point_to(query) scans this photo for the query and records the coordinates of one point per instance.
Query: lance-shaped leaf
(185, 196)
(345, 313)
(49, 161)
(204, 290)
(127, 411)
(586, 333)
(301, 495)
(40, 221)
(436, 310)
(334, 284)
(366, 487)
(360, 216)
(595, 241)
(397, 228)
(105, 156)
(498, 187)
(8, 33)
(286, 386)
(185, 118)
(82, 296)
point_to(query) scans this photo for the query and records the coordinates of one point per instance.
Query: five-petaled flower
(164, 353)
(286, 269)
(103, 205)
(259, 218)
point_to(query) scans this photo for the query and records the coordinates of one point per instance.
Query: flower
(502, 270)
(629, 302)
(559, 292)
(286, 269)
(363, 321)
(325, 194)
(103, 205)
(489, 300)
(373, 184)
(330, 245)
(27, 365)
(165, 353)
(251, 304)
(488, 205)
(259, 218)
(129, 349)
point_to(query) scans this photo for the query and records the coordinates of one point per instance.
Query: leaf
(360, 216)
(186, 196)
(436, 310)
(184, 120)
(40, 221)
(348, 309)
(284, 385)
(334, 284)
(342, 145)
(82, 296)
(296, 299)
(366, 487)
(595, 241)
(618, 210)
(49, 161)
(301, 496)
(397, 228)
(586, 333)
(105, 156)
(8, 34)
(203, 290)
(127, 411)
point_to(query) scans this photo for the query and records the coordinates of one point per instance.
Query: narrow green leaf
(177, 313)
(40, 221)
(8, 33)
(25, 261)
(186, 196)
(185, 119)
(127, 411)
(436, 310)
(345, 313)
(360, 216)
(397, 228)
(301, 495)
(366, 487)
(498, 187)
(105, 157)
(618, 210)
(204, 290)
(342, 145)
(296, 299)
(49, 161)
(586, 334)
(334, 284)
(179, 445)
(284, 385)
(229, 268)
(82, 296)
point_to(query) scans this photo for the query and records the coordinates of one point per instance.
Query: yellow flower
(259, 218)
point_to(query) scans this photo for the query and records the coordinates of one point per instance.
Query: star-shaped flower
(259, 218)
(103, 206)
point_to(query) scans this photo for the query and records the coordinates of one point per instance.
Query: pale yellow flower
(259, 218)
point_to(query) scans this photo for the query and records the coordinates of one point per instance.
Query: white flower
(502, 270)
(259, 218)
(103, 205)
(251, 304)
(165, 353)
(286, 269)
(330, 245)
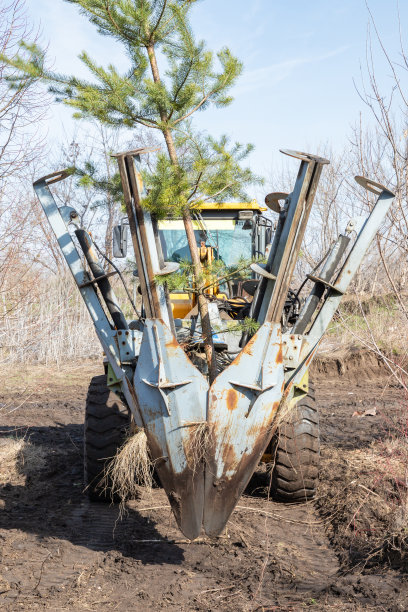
= = = = =
**Try it:** Return the material exactly as it reads, though without the pictures it holds.

**Written solution:**
point_to(query) scans this photo for the query and records the coordinates of one point per instance.
Query: lance-shaped leaf
(185, 196)
(345, 313)
(49, 161)
(204, 290)
(127, 411)
(586, 333)
(301, 495)
(40, 221)
(436, 310)
(334, 284)
(366, 487)
(360, 216)
(595, 241)
(397, 228)
(105, 156)
(498, 187)
(8, 33)
(286, 386)
(185, 118)
(82, 296)
point_to(query) scans this photo for the query and records the coordinates of one point per instance.
Query: five-petaled flower
(164, 353)
(286, 269)
(103, 205)
(259, 218)
point_to(query) scans this photo for the query and records the coordinates of one point per instance.
Query: flower
(502, 270)
(629, 302)
(559, 292)
(286, 269)
(363, 321)
(325, 194)
(103, 205)
(489, 300)
(373, 184)
(330, 245)
(27, 365)
(165, 353)
(251, 304)
(488, 205)
(259, 218)
(129, 349)
point_to(query) scans this photo for the query and records the coordinates of one point per instance.
Query: leaf
(360, 216)
(186, 196)
(436, 310)
(184, 120)
(40, 221)
(348, 309)
(284, 385)
(334, 284)
(342, 145)
(82, 296)
(296, 299)
(366, 487)
(595, 241)
(618, 210)
(49, 161)
(301, 496)
(397, 228)
(586, 333)
(105, 156)
(8, 34)
(203, 290)
(127, 411)
point_to(query) scans this photo for the query and records the coordinates of one point per instance.
Query: narrow green leaf
(177, 313)
(40, 221)
(8, 33)
(25, 261)
(186, 196)
(185, 119)
(127, 411)
(436, 310)
(345, 313)
(360, 216)
(397, 228)
(301, 495)
(366, 487)
(498, 187)
(105, 157)
(618, 210)
(204, 290)
(342, 145)
(296, 299)
(49, 161)
(586, 334)
(334, 284)
(179, 445)
(284, 385)
(229, 268)
(82, 296)
point_to(query) scans this photo for the query and records the coordinates of one point per instance.
Query: yellow flower
(259, 218)
point_to(query) scans this photo for the query and records the coordinates of one point per instance.
Query: star-shaped flower
(259, 218)
(103, 206)
point_to(query) scans this photo for the query and records the coordinates of one point per instance.
Query: pale yellow flower
(259, 218)
point_to(query) scans this photo for the query and records the coordinates of one point per instance.
Query: white flower
(502, 270)
(259, 218)
(103, 205)
(251, 304)
(165, 353)
(286, 269)
(330, 245)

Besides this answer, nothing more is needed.